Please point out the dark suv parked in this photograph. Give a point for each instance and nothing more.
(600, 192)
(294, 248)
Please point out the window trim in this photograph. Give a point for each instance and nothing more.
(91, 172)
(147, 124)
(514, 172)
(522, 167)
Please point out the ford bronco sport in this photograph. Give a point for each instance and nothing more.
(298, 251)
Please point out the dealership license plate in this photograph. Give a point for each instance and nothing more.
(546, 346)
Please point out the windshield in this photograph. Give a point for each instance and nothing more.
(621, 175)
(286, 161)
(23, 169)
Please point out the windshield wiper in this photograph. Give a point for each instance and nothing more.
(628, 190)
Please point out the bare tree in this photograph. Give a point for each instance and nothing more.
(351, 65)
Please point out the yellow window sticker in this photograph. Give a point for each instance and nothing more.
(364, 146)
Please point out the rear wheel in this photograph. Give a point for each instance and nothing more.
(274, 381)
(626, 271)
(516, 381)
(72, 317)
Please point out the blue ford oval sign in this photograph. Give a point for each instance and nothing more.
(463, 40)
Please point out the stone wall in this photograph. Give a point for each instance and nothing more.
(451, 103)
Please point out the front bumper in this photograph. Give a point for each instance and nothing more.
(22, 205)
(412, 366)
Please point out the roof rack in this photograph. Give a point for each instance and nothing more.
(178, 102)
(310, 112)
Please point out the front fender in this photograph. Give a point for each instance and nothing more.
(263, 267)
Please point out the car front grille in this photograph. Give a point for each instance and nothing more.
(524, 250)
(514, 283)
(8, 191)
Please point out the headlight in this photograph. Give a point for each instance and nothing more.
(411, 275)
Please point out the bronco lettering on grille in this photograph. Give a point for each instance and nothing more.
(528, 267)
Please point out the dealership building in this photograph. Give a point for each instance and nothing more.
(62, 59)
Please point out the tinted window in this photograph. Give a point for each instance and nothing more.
···
DIRECTIONS FOR THIS TASK:
Copy verbatim every line of the data from the line containing "Please point out the bronco" up to and including the final line of the data.

SOLUTION TO THIS EXERCISE:
Please point out the bronco lettering on grille in this photograph. Give a point for each instance and nothing more.
(528, 267)
Please point out the dealership building in this photograph. Give a point for each instance and nothing more.
(62, 59)
Please point out the tinted window in this photograph. Give a point for each instance and nothing more.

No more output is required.